## TASK INSTRUCTIONS
Copy the full listing exactly, word for word.

───── RECORDS PROVIDED ─────

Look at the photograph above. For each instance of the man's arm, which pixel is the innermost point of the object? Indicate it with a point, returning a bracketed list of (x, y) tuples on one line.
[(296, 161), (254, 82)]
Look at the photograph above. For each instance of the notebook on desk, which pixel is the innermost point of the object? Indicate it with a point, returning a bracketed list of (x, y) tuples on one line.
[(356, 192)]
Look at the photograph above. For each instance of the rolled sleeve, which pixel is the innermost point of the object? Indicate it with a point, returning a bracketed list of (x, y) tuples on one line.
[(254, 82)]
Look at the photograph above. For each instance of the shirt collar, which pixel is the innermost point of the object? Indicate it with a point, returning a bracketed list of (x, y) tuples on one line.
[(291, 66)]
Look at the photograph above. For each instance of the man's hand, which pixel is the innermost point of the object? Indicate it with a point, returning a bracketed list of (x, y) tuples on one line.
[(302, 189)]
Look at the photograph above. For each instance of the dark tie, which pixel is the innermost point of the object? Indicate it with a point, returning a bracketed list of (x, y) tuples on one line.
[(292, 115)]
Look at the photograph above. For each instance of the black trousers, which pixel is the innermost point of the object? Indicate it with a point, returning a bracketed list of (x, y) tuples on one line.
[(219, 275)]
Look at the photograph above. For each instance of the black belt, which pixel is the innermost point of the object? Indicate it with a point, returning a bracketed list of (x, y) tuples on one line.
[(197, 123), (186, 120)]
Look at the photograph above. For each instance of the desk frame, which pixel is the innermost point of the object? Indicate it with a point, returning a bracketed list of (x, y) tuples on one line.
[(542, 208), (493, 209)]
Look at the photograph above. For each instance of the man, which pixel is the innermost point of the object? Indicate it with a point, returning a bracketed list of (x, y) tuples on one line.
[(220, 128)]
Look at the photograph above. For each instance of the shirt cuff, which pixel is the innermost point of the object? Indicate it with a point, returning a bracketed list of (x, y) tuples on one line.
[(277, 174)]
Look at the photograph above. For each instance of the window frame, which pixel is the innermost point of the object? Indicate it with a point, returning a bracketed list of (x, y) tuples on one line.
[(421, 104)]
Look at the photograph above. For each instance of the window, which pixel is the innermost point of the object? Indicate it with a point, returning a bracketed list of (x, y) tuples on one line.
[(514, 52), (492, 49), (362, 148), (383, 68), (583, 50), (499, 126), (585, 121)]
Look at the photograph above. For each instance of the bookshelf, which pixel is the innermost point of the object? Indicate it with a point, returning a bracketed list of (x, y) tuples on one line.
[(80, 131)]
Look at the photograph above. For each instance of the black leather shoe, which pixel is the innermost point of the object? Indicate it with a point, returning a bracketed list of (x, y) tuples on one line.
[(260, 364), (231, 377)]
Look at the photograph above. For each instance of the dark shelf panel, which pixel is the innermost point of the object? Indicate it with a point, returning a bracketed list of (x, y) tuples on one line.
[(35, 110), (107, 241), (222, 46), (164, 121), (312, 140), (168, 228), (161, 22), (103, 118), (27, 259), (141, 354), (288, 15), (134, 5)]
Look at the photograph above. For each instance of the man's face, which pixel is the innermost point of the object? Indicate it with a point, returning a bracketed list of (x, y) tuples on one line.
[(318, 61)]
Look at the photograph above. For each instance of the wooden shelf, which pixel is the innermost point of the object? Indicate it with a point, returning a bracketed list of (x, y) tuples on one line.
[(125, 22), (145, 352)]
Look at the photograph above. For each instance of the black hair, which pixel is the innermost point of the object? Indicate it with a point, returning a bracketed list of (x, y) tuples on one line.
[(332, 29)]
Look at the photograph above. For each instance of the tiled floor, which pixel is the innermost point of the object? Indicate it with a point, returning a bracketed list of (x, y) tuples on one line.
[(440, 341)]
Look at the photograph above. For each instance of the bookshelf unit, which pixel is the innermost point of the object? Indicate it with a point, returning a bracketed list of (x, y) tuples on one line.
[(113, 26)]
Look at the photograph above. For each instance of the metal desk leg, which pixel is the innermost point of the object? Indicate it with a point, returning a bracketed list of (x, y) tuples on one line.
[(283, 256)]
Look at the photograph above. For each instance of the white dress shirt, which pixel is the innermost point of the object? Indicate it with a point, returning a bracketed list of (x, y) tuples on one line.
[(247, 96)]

─────

## RESULT OF THE EXERCISE
Look at the photograph above. For each instance of the man's arm, which pixel is the innermost point of the object? Indicate it with a point, returning a bracketed list of (x, y) tuples on one line.
[(296, 161), (254, 82)]
Look at the photograph above. For each instance of the notebook on desk, which pixel is the innermost point of the object? Indicate it with a point, returning a bracketed list of (x, y) tuples on one line.
[(356, 192)]
Look at the photograph above. For each instance of the rolled sleeve, which pixel is the innermost point of the object? Indicate it with a point, returning a bracketed list of (x, y) tuples on one line.
[(254, 82)]
Look at the photograph above. For each instance of the shirt collar, which pixel is the innermost point of the object? Indicate it with a point, returning a bracketed list of (x, y) tuples on one line.
[(291, 66)]
Look at the photograph above. For each instance of the man's hand, which pixel is the innermost point of the object? Indicate it with a point, returning a bracketed list of (x, y) tuples on one line.
[(302, 189)]
Look at the photograph above. For each instance of the dark tie, which pixel is the innermost point of the object? Indicate it with a point, returning a bracketed list of (x, y) tuples on one line.
[(292, 115)]
Look at the photograph above. For each instance of the black trousers, which pixel is the innermost point of the object? Indicate it with a point, returning a bracketed list of (x, y) tuples on one line.
[(219, 275)]
Look at the photograph above. For each instance of the black belt, which pixel is the innermost point of the object? Indicate it with a point, returning a bracketed list of (x, y) tuples on one line.
[(197, 123), (186, 120)]
Look at the photograph above. For each instance of the desk frame, which pixel is the innermost point of the object? Indicate it with a point, returning a bracketed list of (x, y) tuples on one line.
[(542, 208), (493, 209)]
Look at the photograph above. For each instance of the man, which pixel is the innermost point of the object? Indicate it with a point, returning a bracketed list of (x, y) tuples on one line.
[(220, 128)]
Look at the photograph above. For each instance of the shirt cuff, which pixel is the innermost point of the object? Indicate it with a point, returning a bracketed list of (x, y) tuples on one line.
[(277, 174)]
Look at the photograph above. For each instance of the window frame, which pixel is the innermost point of the object? Indicate it with a point, returning a bracketed list of (x, y) tuples on one line.
[(421, 104)]
Look at the photograph above. For each instance of the window, which pixel is the innermost point of the object? Indicate it with a point, returning a bracketed list of (x, y) tuples on one line.
[(514, 52), (492, 49), (362, 148), (383, 68), (583, 50), (499, 126), (585, 121)]
Look at the photograph above. For each instance of the bookshelf, which pixel is the innermost point of the object? Indicate it with a point, returning a bracketed list of (x, y) tuples on one line.
[(80, 131)]
Look at the photograph above. For each instance of the black leather shoe, which pixel is the innermost point of the object? Indicate it with a point, returning a bracketed list of (x, y) tuples on one line.
[(260, 364), (231, 377)]
Look at the photograph above. For each instance of the dark shelf panel, which pixel is the innermost point of the object? Indicate it with a point, returning a bracketed list of (x, y) tuples on one line.
[(35, 110), (107, 241), (222, 46), (164, 121), (312, 140), (168, 228), (161, 22), (103, 118), (27, 259), (141, 354), (288, 15), (134, 5)]
Look at the photograph above. For each instance of the man's face, which pixel is the innermost point of the object? Indicate it with a point, returning a bracketed list of (x, y) tuples on one line.
[(318, 61)]
Look at the photograph above. For each instance of the wooden shelf, which pixel is the innermost point of the object? Indicate it with a point, returning a bracketed list of (x, y) tuples on one line.
[(125, 22), (145, 352)]
Look at the photograph above. For each instance of the black hair, which pixel is the innermost point of the object? Indicate it with a point, returning a bracketed list of (x, y) tuples on one line.
[(332, 29)]
Look at the photograph above. For each instance of the tiled floor, which pixel is the innermost point of the object? Indicate it with a point, returning a bracketed list of (x, y) tuples on one line.
[(440, 341)]
Look at the photograph above. For each instance of the bookshelf unit, which pixel is the innermost point of the object? Indicate it with a point, returning a bracketed list of (x, y) tuples on one line.
[(113, 26)]
Look at the photograph above. For each instance of the metal desk leg, which pixel is the innermost point of the object? Indicate it with a point, returning a bracketed list of (x, y) tuples on one line.
[(283, 256)]
Look at the photograph above. For each instance of the white dress shirt, which pixel is the innermost point of the object? Indicate it with a point, returning a bracketed list of (x, y) tuples on one line.
[(247, 96)]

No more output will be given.